● EXTRACT TO READ:

-*-*-

Anne Delaney pays tribute to Irish chemist and inventor James J. Drumm who successfully invented battery powered trains 92 years ago.

 

The world’s first steam-powered train journey took place in Wales on 21 February 1804, 220 years ago this year. Train technology is certainly not new technology. But – still – every time I enter a train station my heart beats faster.

For some inexplicable reason, I find myself filled with the irrational hope that my everyday trip will take me to a world of adventure and excitement. It’s hard to rationalise, but when I step onboard one of those powerful, pent-up locomotives, I feel that I may be entering a realm peopled by haggard Countesses, dashing detectives and – of course – dastardly villains.

I obviously read too much Agatha Christie during my impressionable teenage years – Agatha loved her trains and set some of her ‘whodunnits’ in that enclosed, speeding environment, the most famous being ‘Murder on the Orient Express,’ which still has the power to transport readers to a vanished way of life.
But the love of train travel is in my genes. For my grandfather, one Philip Carolan, worked on trains all his life and my mother used fondly recall that he was ‘pure mad’ about trains and train technology.

When she was growing up in the 1930s my train-obsessed grandfather would often take his small family on railway journeys during his time off, whiling away the trip by proudly pointing out the manifest marvels of the locomotive on which they were travelling.

Their favourite train ride was along the Amiens Street to Bray route on board the revolutionary Battery Train, also known as the Drumm Train, which went into service in 1932.

The Drumm Train was the brainchild of an extraordinarily gifted Irish chemist and inventor, James J Drumm, born in Co Down in 1896 who, following years of research, produced the Drumm Rechargeable Battery and then negotiated with the Government of the day for funding to test whether his ground-breaking discovery could be used for commercial train travel.

The Government was interested in Drumm’s invention, not least because the Electricity Supply Board facility at Ardnacrusha was beginning its operations in 1929 and there was surplus electricity for use in industry.
Here was a chance, in a cash-strapped country with scarce fuel supplies, to revitalise the Irish railway system and to burnish the Government’s reputation for industrial innovation.

-*-*-

(Segmentation mask data)
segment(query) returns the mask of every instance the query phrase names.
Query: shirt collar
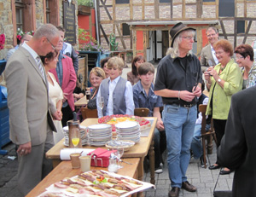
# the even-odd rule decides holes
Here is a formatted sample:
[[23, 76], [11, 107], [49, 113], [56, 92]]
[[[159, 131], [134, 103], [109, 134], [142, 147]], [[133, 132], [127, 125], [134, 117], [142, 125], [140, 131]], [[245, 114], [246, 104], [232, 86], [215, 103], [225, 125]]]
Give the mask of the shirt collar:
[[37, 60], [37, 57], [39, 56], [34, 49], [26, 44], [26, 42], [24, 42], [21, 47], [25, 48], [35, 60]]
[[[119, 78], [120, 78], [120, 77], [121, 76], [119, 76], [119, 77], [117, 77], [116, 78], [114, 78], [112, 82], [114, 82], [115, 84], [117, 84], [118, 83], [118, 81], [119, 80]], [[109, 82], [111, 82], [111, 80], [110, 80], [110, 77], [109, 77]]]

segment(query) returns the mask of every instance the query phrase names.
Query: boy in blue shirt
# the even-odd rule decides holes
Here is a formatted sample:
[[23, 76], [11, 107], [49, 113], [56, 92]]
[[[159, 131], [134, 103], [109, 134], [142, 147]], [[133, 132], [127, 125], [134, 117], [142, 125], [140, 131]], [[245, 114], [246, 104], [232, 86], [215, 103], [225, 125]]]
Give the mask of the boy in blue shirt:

-*-*-

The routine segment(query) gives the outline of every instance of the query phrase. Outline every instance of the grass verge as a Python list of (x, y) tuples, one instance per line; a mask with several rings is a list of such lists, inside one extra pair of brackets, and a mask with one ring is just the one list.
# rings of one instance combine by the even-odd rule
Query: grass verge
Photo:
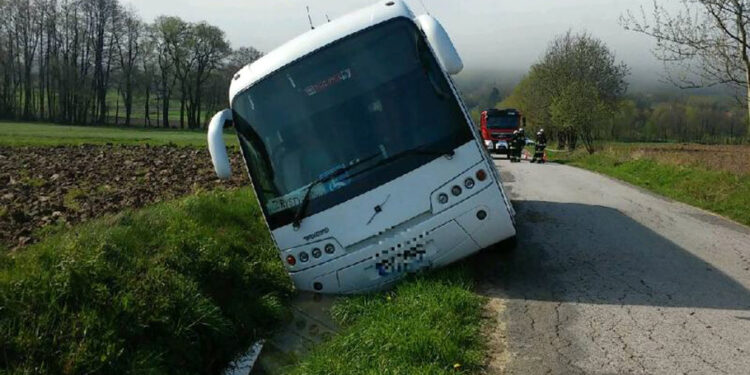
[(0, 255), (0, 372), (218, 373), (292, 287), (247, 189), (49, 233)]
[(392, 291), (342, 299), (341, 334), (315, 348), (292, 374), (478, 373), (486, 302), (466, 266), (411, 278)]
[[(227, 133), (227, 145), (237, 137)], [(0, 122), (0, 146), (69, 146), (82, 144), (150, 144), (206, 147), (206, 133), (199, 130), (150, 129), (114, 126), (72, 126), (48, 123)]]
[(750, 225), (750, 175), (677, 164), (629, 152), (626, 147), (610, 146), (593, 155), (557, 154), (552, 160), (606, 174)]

-*-*-

● EXERCISE DETAILS:
Reproduce the passage of the Drumm Train article that opens with the words containing "Their favourite train" and closes with "use in industry.". Work only from the Drumm Train article and leave the material aside.

● RESPONSE TO THE TASK:
Their favourite train ride was along the Amiens Street to Bray route on board the revolutionary Battery Train, also known as the Drumm Train, which went into service in 1932.

The Drumm Train was the brainchild of an extraordinarily gifted Irish chemist and inventor, James J Drumm, born in Co Down in 1896 who, following years of research, produced the Drumm Rechargeable Battery and then negotiated with the Government of the day for funding to test whether his ground-breaking discovery could be used for commercial train travel.

The Government was interested in Drumm’s invention, not least because the Electricity Supply Board facility at Ardnacrusha was beginning its operations in 1929 and there was surplus electricity for use in industry.